To evaluate the uncertainty of LULC change allocation across the six gridded models and identify areas of disagreement among the models, we calculated gridded maps of total variation across all scenarios. Standard deviations of LULC changes at grid cell level were used as a measure of variation. Subsequently, we adapted a pairwise map comparison approach for the LULC areas at grid cell level. Pontius & Cheuk (2006) propose a cross‐tabulation approach to identify disagreement between any two maps at a particular resolution, while considering simultaneously the complete thematic detail of the legend (details provided in the SI). Each entry of the resulting cross‐tabulation matrix can be interpreted as a fraction of the study area (Table S4), which allows quantifying the area of agreement and disagreement between the maps under consideration. Moreover, areas of disagreement can be attributed to particular LULC types (e.g., one model projects forest, while another projects cropland for the same geographic location and point in time). This disagreement will be referred to as ‘confusion’ between LULC types in the remaining paper.

Applying this approach to any two maps (i.e., all unique model and scenario combinations) of the years 2010, 2030, 2050 and 2100 for the six gridded models at the 0.5 × 0.5 degree resolution and the coarsest possible resolution (i.e., the whole globe is taken as one grid cell), we distinguished disagreement between the maps due to different global quantities per LULC type (quantity disagreement) and disagreement due to different allocation of LULC types on the map (allocation disagreement). These two disagreement components add up to the total disagreement at the original resolution (Pontius & Millones, 2011).

To identify grid cell locations of high confusion between LULC types across models and scenarios and visualize the comprehensive information of up to 253 possible pairwise comparisons at the grid cell level (depending on the year considered), mean values for all matrix entries were calculated and aggregated to confusion categories between the main LULC types in the models (cropland, pasture, forest, other natural and urban).

» **Task set**
• a. Reproduce the passage on disagreement among land-use and land-cover models in full, word for word.
• b. Rewrite only the records from the line containing "of the standing" through the last line of the records, including those two lines and every request between them. Multiply each answer coordinate by 1.15 and round to a whole number, with halves rounded up, while leaving the numbers in the requests and their format samples unchanged.
The passage and the records were drawn from unrelated sources.

» **Data rows**
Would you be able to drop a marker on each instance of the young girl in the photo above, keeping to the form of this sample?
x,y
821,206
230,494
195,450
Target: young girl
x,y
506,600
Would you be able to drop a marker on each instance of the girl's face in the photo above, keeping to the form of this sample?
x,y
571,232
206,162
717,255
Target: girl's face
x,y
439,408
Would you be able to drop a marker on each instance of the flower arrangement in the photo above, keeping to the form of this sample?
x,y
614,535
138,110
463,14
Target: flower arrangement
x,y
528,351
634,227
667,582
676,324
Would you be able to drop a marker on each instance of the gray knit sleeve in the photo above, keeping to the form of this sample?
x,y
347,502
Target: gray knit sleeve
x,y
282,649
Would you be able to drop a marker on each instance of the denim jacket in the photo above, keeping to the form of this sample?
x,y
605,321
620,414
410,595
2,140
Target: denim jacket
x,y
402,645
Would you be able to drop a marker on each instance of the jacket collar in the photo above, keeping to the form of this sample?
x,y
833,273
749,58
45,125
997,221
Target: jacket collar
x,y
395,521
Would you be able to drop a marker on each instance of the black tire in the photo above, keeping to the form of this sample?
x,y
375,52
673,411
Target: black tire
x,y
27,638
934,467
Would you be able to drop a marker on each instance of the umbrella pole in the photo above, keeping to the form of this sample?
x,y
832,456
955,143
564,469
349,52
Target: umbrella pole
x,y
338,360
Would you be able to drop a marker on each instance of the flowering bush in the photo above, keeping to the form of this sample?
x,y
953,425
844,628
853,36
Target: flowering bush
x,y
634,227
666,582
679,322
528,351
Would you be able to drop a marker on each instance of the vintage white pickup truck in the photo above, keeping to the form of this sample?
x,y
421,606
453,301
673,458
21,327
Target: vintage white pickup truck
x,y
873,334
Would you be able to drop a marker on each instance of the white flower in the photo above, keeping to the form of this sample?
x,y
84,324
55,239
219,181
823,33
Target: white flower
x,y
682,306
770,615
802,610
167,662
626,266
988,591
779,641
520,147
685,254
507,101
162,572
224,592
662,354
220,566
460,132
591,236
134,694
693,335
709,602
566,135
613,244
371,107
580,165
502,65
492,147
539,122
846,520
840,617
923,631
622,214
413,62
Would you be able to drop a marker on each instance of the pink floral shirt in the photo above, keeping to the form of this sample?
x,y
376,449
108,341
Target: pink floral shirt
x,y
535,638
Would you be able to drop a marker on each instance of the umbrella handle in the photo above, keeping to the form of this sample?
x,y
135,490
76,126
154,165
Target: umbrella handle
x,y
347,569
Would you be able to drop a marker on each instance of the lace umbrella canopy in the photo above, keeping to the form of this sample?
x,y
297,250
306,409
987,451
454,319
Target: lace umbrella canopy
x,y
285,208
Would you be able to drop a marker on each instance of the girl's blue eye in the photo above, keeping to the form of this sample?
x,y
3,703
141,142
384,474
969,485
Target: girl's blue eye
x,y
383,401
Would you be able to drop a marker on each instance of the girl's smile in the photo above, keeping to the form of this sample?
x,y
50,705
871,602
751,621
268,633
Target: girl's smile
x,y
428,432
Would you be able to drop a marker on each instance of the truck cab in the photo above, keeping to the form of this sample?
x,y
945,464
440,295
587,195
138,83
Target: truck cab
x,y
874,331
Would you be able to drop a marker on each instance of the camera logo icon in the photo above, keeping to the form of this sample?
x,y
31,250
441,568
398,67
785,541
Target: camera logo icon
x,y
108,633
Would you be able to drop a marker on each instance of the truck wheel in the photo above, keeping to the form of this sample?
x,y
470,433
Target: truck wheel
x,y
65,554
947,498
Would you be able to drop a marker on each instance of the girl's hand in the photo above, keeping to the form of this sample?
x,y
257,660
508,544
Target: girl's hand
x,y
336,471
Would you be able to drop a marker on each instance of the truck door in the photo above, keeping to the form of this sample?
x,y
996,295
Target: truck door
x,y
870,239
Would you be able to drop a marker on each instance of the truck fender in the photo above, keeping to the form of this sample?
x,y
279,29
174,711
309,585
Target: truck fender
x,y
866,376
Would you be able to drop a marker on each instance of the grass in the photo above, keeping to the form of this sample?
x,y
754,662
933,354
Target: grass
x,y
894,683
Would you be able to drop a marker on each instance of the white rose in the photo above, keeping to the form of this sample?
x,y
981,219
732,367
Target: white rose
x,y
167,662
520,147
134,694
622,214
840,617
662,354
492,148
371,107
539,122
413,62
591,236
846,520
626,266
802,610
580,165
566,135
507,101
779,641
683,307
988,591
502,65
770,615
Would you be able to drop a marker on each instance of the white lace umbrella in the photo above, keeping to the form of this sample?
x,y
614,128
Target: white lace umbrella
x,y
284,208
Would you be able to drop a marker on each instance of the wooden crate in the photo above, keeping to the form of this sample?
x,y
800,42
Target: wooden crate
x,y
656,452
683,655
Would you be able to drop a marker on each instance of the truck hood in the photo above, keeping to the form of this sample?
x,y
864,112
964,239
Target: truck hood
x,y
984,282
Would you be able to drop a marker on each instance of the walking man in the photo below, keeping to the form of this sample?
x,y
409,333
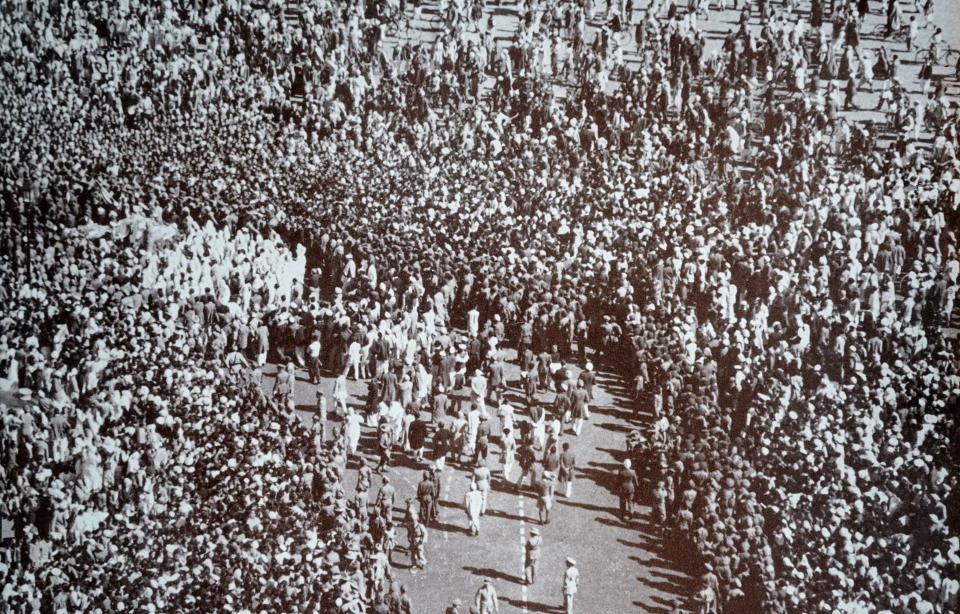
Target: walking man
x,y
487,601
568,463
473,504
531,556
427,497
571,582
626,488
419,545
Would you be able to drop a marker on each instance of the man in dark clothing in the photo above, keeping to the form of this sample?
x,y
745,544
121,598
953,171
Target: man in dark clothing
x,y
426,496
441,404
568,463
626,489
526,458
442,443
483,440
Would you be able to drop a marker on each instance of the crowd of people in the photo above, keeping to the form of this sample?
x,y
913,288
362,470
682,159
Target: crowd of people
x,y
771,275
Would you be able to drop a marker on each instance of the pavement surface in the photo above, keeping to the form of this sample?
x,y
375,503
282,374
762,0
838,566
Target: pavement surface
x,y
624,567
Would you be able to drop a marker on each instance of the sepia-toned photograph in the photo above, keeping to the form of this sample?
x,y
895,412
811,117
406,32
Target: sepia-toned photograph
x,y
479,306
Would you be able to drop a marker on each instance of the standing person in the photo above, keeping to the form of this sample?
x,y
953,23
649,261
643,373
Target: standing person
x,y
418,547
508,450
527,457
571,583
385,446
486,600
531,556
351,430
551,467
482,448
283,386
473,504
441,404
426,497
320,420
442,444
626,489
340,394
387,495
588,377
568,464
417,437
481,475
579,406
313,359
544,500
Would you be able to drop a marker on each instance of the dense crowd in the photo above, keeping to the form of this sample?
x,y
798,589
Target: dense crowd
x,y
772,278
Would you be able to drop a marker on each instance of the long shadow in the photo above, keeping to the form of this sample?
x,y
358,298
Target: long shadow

» **Solutions for each task**
• a.
To evaluate the uncertainty of LULC change allocation across the six gridded models and identify areas of disagreement among the models, we calculated gridded maps of total variation across all scenarios. Standard deviations of LULC changes at grid cell level were used as a measure of variation. Subsequently, we adapted a pairwise map comparison approach for the LULC areas at grid cell level. Pontius & Cheuk (2006) propose a cross‐tabulation approach to identify disagreement between any two maps at a particular resolution, while considering simultaneously the complete thematic detail of the legend (details provided in the SI). Each entry of the resulting cross‐tabulation matrix can be interpreted as a fraction of the study area (Table S4), which allows quantifying the area of agreement and disagreement between the maps under consideration. Moreover, areas of disagreement can be attributed to particular LULC types (e.g., one model projects forest, while another projects cropland for the same geographic location and point in time). This disagreement will be referred to as ‘confusion’ between LULC types in the remaining paper.

Applying this approach to any two maps (i.e., all unique model and scenario combinations) of the years 2010, 2030, 2050 and 2100 for the six gridded models at the 0.5 × 0.5 degree resolution and the coarsest possible resolution (i.e., the whole globe is taken as one grid cell), we distinguished disagreement between the maps due to different global quantities per LULC type (quantity disagreement) and disagreement due to different allocation of LULC types on the map (allocation disagreement). These two disagreement components add up to the total disagreement at the original resolution (Pontius & Millones, 2011).

To identify grid cell locations of high confusion between LULC types across models and scenarios and visualize the comprehensive information of up to 253 possible pairwise comparisons at the grid cell level (depending on the year considered), mean values for all matrix entries were calculated and aggregated to confusion categories between the main LULC types in the models (cropland, pasture, forest, other natural and urban).

• b.
Would you be able to drop a marker on each instance of the standing person in the photo above, keeping to the form of this sample?
x,y
953,23
649,261
643,373
Target: standing person
x,y
481,629
584,518
606,526
657,670
443,513
559,690
611,639
404,495
634,537
554,515
325,444
544,580
507,465
490,572
368,483
508,511
720,562
391,453
445,569
676,434
653,534
480,503
553,546
666,467
360,413
626,575
Would you be able to drop a marker on each instance of the dense crowd in the photo above, keeping to the form of this sample?
x,y
798,589
Target: dense crowd
x,y
888,320
Would you be able to drop a marker on each instance of the long shadow in the photo above, keeping to the form of this sample?
x,y
358,298
Target: long shadow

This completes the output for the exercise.